• [EXERCISE INSTRUCTIONS]
[A] Can you rewrite everything in the court decision excerpt from "The opinion of" down to "release from custody.", putting "temporary restraining order" in place of "preliminary injunction"?
[B] Would you pick up the court decision on the speedy-trial class action after its final sentence and write what comes next?

#### TEXT EXCERPT

DONALD WALLACE, et al., Plaintiffs,
v.
MICHAEL KERN, et al., Defendants.



The opinion of the court was delivered by: JUDD

HON. ORRIN G. JUDD, District Judge

JUDD, J.

 MEMORANDUM OF DECISION

 Plaintiffs in this class action have moved for a preliminary injunction to assure their right to a speedy trial or to release from custody.

 Facts

 The action is brought on behalf of all felony defendants confined at Brooklyn House of Detention for Men (BHD) pending indictment, trial or sentence. Among numerous rights which the action seeks to enforce is the constitutional right to a speedy trial for persons held in custody because of their inability to provide money bail. The second amended complaint asks for the dismissal of charges or the release on their own recognizance of all criminal defendants who have not been tried within six months after their commitment.

########
#### ROWS

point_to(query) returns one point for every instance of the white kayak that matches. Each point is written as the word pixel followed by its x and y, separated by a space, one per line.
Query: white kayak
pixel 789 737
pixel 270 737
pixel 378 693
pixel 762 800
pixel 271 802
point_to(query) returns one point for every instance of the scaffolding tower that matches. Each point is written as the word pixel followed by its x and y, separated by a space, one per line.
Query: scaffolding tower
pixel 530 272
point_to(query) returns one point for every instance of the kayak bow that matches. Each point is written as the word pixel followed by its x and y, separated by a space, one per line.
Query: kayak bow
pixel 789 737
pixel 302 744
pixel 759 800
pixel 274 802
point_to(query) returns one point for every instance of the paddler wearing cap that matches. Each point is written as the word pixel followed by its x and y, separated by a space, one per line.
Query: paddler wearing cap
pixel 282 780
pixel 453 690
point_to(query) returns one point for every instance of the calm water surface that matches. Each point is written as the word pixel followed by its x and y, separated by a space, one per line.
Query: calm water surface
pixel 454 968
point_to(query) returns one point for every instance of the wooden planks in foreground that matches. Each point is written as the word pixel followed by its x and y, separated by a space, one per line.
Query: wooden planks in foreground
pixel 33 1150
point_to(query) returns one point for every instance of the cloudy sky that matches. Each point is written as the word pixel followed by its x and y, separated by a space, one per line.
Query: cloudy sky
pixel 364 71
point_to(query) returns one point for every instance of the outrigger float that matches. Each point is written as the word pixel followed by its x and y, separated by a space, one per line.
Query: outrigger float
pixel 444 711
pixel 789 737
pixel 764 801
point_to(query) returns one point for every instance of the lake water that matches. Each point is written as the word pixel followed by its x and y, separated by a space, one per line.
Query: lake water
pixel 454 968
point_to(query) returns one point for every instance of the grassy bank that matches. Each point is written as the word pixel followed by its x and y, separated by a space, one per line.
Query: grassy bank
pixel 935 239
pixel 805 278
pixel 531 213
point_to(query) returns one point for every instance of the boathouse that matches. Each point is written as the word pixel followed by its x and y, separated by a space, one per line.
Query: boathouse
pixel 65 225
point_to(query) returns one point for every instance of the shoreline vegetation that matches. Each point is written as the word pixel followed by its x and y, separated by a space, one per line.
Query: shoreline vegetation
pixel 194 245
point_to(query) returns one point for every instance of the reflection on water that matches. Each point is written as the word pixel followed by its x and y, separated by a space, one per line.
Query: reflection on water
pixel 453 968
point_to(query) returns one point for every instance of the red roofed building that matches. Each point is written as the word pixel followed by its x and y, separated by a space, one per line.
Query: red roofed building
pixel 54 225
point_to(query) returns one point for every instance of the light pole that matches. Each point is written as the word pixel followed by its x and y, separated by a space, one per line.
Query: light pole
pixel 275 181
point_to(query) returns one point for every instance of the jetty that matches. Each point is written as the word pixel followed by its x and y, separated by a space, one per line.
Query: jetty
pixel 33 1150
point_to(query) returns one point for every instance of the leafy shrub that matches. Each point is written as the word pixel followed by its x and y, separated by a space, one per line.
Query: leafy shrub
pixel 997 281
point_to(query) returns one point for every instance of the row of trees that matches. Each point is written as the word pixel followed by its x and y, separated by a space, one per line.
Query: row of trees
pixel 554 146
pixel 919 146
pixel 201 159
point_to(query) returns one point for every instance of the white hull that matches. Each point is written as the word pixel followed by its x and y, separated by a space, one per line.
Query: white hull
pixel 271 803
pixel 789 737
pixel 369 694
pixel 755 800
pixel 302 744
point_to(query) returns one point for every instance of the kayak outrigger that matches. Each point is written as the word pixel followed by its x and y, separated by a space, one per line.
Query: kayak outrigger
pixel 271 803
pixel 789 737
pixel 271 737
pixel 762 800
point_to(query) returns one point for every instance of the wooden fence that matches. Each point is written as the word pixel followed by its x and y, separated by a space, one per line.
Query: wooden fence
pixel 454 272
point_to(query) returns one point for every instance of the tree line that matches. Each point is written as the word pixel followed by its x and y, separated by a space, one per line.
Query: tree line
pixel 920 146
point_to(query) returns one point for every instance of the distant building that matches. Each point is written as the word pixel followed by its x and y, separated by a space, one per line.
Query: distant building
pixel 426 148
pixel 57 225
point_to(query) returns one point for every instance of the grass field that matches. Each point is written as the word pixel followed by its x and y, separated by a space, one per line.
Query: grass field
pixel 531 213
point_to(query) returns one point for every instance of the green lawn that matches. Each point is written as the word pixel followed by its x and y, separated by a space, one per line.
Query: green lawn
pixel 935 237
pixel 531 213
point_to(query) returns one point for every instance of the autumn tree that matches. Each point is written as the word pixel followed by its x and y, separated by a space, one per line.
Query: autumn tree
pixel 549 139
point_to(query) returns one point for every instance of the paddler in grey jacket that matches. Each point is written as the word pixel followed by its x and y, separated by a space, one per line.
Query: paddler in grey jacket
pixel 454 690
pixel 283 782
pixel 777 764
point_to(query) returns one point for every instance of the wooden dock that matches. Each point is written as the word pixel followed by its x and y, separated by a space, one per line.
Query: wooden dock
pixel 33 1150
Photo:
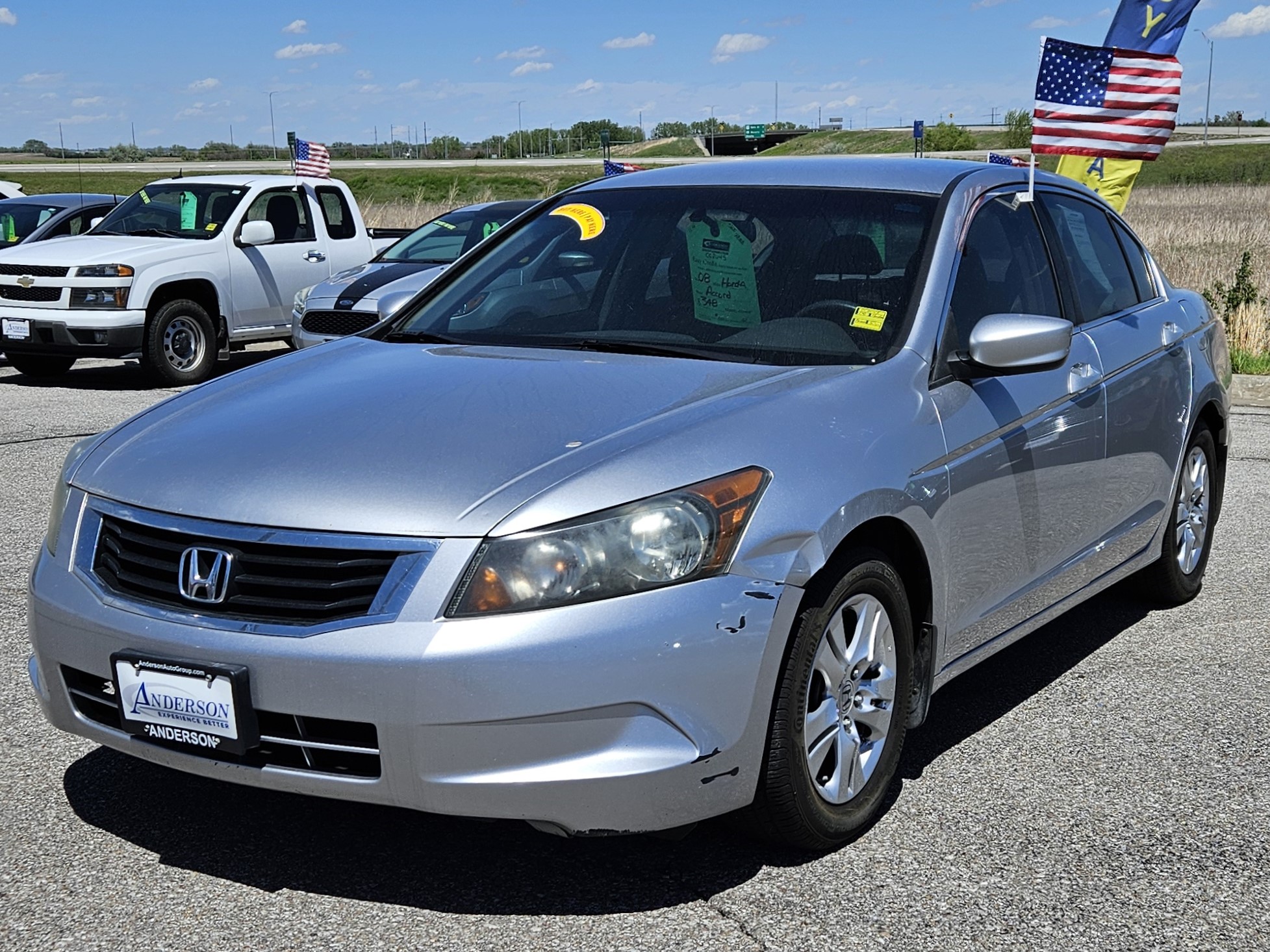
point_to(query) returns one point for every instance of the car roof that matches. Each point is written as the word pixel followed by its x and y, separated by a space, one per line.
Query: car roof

########

• [ANSWERS TO EACH TASK]
[A]
The opinion of the court was delivered by: JUDD

HON. ORRIN G. JUDD, District Judge

JUDD, J.

 MEMORANDUM OF DECISION

 Plaintiffs in this class action have moved for a temporary restraining order to assure their right to a speedy trial or to release from custody.

[B]
 The problem of trial delays in Kings County Supreme Court is one of long standing. Trial delays in the metropolitan counties were described in 1971 as "notorious" and "chronic," in an opinion by the Second Circuit Court of Appeals. United States ex rel. Frizer v. McMann, 437 F.2d 1312, 1315. The same court noted in 1973 that serious delays continued.United States ex rel. Thorne v. Warden, Brooklyn House of Detention for Men, 479 F.2d 297, May 16, 1973. The New York Legislature early in 1972 (L. 1972, c. 496, § 1) enacted a finding that "there is an emergency of grave dimensions in the processing of felony charge cases in the criminal courts in the metropolitan counties of the state." The legislature appropriated $6,700,000 to be used, with federal and local funds, for an emergency felony case processing program.

 In December 1972, there were 644 defendants who had been confined in BHD for more than six months. During the first three months of 1973, the Legal Aid Society obtained twelve acquittals of defendants who had been in jail for periods ranging from twelve to fourteen months. Four BHD inmates who testified in this court in April 1973, had been confined from thirteen to seventeen months awaiting trial.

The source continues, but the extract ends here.